## Quoted passage
※ ※ ※
Dumb question. Copy files from iso9660 partition, destination bigger than source?
 
Hello there!
I'm new to Linux and i have a dumb question.
I have a partition /dev/sda2 type iso9660 and so accessible only in RO mode.
I tried to copy all files from that partition to another rw partition, /dev/sdb1 (USB pendrive)
I noticed that the size of whole sda2 partition is almost 170mb (seen by df -h command) and when i try to copy it, the destination directory is about twice its original size!! How's that possible? I copied it without symlinks ( cp --no-dereference -rvp was the command i used)
I tried also doing a TAR file (TAR doesn't follow symlinks) but the result is the same!
Anyone can tell me why it's happening?
Thanks a lot!! This forum is very helpful! I found many other useful topics for other problems!

Doc CPU 05-23-2012 04:46 AM

Hi there,

Quote:

Originally Posted by simonspt (Post 4685221)
I have a partition /dev/sda2 type iso9660 and so accessible only in RO mode.
I tried to copy all files from that partition to another rw partition, /dev/sdb1 (USB pendrive)

what file system do you have on the USB drive? - Possibly doesn't matter, but I notice you didn't give that information.

Quote:

Originally Posted by simonspt (Post 4685221)
I noticed that the size of whole sda2 partition is almost 170mb (seen by df -h command) and when i try to copy it, the destination directory is about twice its original size!! How's that possible?

Since ISO9660 is a readonly file system, you can do a number of tricks there that you wouldn't normally do on another file system. ISO9660 allows, for instance, to have multiple directory pointing to the very same file, i.e. to the same block number. That would appear very similar to hardlinks on a native Linux file system. As soon as you copy the contents, you get two separate files and twice the space allocated.

Could that be the issue here?

[X] Doc CPU

PS: This isn't a dumb question!

simonspt 05-23-2012 04:53 AM

Quote:

Originally Posted by Doc CPU (Post 4685426)
Hi there,



what file system do you have on the USB drive? - Possibly doesn't matter, but I notice you didn't give that information.



Since ISO9660 is a readonly file system, you can do a number of tricks there that you wouldn't normally do on another file system. ISO9660 allows, for instance, to have multiple directory pointing to the very same file, i.e. to the same block number. That would appear very similar to hardlinks on a native Linux file system. As soon as you copy the contents, you get two separate files and twice the space allocated.
※ ※ ※
## Records
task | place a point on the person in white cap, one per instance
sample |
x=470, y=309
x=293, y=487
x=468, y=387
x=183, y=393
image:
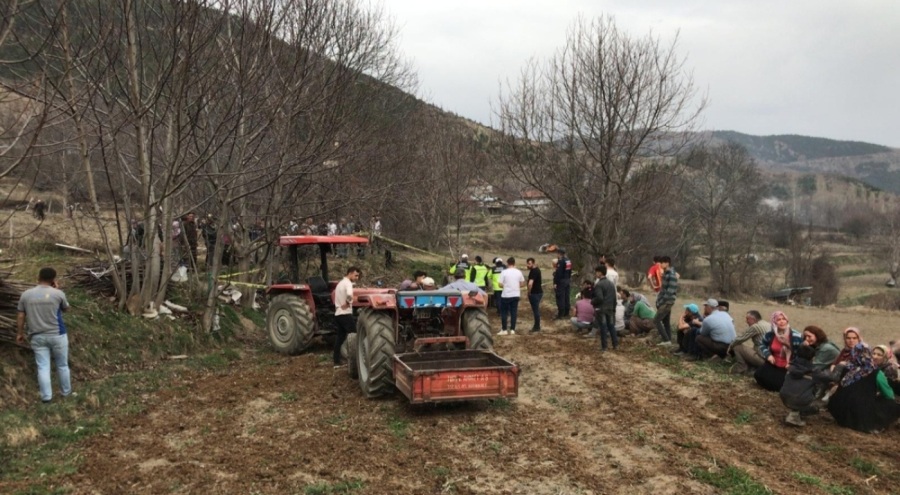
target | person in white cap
x=717, y=331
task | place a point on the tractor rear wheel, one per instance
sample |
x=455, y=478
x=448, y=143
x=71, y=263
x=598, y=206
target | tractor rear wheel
x=352, y=356
x=375, y=348
x=289, y=323
x=477, y=328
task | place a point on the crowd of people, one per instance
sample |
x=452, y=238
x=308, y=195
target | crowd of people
x=857, y=384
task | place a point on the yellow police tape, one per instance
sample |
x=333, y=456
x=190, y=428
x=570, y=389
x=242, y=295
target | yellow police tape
x=245, y=284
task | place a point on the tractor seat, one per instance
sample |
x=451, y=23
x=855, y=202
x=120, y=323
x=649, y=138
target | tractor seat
x=319, y=288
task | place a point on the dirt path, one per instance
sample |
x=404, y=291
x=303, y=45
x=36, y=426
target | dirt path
x=633, y=421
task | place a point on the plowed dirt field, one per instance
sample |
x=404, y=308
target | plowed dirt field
x=632, y=421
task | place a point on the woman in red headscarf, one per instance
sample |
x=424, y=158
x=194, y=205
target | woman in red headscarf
x=864, y=401
x=777, y=347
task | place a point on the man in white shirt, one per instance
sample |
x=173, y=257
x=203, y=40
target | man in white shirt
x=511, y=280
x=343, y=312
x=611, y=272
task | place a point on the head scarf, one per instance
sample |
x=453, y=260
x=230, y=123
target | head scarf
x=860, y=364
x=889, y=366
x=783, y=336
x=854, y=330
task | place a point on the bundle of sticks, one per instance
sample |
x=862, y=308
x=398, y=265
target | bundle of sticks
x=9, y=300
x=97, y=279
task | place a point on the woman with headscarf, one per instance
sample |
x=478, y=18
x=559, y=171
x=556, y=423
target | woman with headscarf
x=864, y=401
x=885, y=360
x=851, y=338
x=777, y=347
x=826, y=352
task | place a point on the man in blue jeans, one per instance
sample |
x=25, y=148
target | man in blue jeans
x=535, y=292
x=41, y=308
x=604, y=303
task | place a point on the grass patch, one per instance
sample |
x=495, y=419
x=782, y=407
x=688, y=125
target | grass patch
x=441, y=472
x=341, y=487
x=689, y=445
x=828, y=449
x=808, y=479
x=743, y=418
x=336, y=420
x=731, y=481
x=865, y=467
x=41, y=440
x=257, y=317
x=398, y=427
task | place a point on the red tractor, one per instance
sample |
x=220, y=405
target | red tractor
x=390, y=325
x=300, y=309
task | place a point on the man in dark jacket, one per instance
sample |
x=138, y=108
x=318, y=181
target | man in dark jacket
x=562, y=281
x=799, y=389
x=189, y=226
x=665, y=300
x=604, y=302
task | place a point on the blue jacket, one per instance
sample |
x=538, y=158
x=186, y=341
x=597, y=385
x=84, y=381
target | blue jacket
x=765, y=348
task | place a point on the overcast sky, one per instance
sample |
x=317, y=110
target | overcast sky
x=822, y=68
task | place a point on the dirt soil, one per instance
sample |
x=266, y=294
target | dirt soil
x=585, y=422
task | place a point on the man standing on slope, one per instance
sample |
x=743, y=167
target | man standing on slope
x=41, y=307
x=511, y=280
x=535, y=292
x=562, y=281
x=343, y=313
x=665, y=300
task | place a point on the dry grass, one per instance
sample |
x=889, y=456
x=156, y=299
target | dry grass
x=21, y=435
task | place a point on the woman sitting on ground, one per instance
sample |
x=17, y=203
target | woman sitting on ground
x=851, y=338
x=864, y=401
x=826, y=352
x=777, y=347
x=884, y=360
x=799, y=390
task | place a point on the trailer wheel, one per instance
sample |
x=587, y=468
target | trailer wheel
x=375, y=348
x=477, y=328
x=289, y=323
x=350, y=347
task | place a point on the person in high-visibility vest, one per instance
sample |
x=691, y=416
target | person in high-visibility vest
x=494, y=299
x=478, y=274
x=462, y=264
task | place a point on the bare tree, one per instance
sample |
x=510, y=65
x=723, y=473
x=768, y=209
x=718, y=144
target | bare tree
x=582, y=125
x=723, y=190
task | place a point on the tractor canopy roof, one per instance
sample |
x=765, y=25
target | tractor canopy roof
x=290, y=240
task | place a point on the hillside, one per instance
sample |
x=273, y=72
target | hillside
x=874, y=165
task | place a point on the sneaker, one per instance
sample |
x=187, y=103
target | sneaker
x=794, y=419
x=738, y=369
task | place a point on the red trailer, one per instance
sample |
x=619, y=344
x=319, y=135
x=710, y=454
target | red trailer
x=443, y=376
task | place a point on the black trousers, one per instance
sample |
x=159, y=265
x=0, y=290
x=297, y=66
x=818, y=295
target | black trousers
x=345, y=326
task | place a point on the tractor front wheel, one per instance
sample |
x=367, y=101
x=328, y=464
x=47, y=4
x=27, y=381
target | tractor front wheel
x=375, y=349
x=478, y=330
x=289, y=323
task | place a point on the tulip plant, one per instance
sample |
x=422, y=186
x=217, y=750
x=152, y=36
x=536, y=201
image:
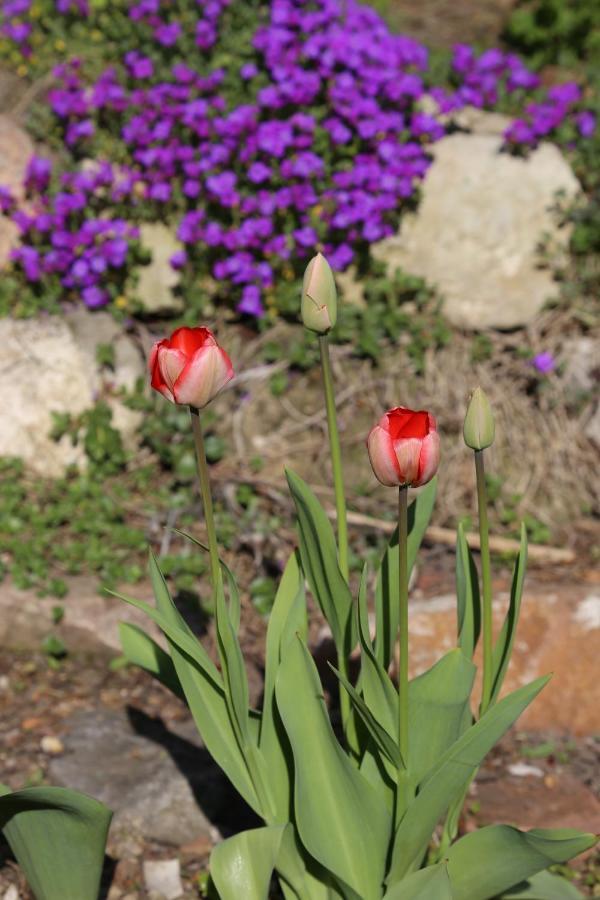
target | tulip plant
x=370, y=810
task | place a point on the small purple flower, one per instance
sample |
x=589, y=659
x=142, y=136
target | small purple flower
x=544, y=362
x=94, y=297
x=251, y=303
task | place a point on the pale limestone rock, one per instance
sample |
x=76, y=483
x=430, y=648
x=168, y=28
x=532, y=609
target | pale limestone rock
x=148, y=775
x=163, y=877
x=15, y=149
x=48, y=364
x=158, y=280
x=476, y=232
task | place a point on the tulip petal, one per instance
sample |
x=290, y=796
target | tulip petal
x=171, y=364
x=429, y=459
x=382, y=456
x=408, y=452
x=157, y=380
x=204, y=376
x=190, y=340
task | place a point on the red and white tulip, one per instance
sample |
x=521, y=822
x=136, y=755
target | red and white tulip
x=404, y=447
x=189, y=367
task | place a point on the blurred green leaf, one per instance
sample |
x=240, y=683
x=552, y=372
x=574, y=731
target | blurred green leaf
x=490, y=861
x=387, y=599
x=330, y=796
x=58, y=838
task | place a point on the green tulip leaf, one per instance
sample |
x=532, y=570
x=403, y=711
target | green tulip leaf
x=438, y=707
x=447, y=778
x=288, y=618
x=387, y=598
x=342, y=820
x=300, y=876
x=543, y=886
x=386, y=744
x=504, y=644
x=431, y=883
x=318, y=552
x=202, y=684
x=380, y=694
x=242, y=865
x=234, y=671
x=58, y=838
x=490, y=861
x=141, y=650
x=467, y=596
x=235, y=609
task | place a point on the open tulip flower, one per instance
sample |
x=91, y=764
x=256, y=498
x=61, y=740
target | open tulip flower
x=189, y=367
x=404, y=447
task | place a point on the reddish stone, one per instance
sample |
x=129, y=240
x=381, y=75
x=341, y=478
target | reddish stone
x=560, y=801
x=558, y=632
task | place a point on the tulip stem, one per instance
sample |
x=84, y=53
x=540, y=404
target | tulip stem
x=336, y=456
x=486, y=578
x=403, y=661
x=213, y=550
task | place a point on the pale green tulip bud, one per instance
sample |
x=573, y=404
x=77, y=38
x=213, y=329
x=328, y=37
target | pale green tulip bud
x=319, y=296
x=479, y=427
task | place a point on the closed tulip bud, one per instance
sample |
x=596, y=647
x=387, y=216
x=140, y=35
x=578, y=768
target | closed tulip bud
x=189, y=367
x=479, y=427
x=404, y=448
x=319, y=296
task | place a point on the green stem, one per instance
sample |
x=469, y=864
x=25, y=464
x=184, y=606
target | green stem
x=340, y=505
x=213, y=550
x=336, y=456
x=486, y=578
x=403, y=662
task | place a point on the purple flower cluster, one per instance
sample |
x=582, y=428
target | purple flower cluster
x=60, y=237
x=328, y=144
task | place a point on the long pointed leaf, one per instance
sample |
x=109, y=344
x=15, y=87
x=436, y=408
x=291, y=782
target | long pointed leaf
x=318, y=551
x=431, y=883
x=235, y=608
x=387, y=599
x=437, y=703
x=544, y=886
x=487, y=862
x=379, y=692
x=234, y=671
x=449, y=775
x=300, y=876
x=202, y=685
x=343, y=822
x=467, y=596
x=141, y=650
x=288, y=618
x=504, y=643
x=242, y=865
x=386, y=744
x=58, y=838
※ ※ ※
## Exercise tasks
1. Quote the ISO9660 forum thread, starting with "I'm new to Linux" and going on through "command i used)".
2. Summarize the ISO9660 forum thread in two sentences.

## Responses in order
1.
I'm new to Linux and i have a dumb question.
I have a partition /dev/sda2 type iso9660 and so accessible only in RO mode.
I tried to copy all files from that partition to another rw partition, /dev/sdb1 (USB pendrive)
I noticed that the size of whole sda2 partition is almost 170mb (seen by df -h command) and when i try to copy it, the destination directory is about twice its original size!! How's that possible? I copied it without symlinks ( cp --no-dereference -rvp was the command i used)

2. A user copied all files from a read-only ISO9660 partition of almost 170 MB to a USB pendrive and found the destination was about twice the original size, even when copying without symlinks or making a TAR file. A reply suggests that ISO9660 can have multiple directories pointing to the very same file, much like hardlinks, so copying produces separate files and twice the space allocated.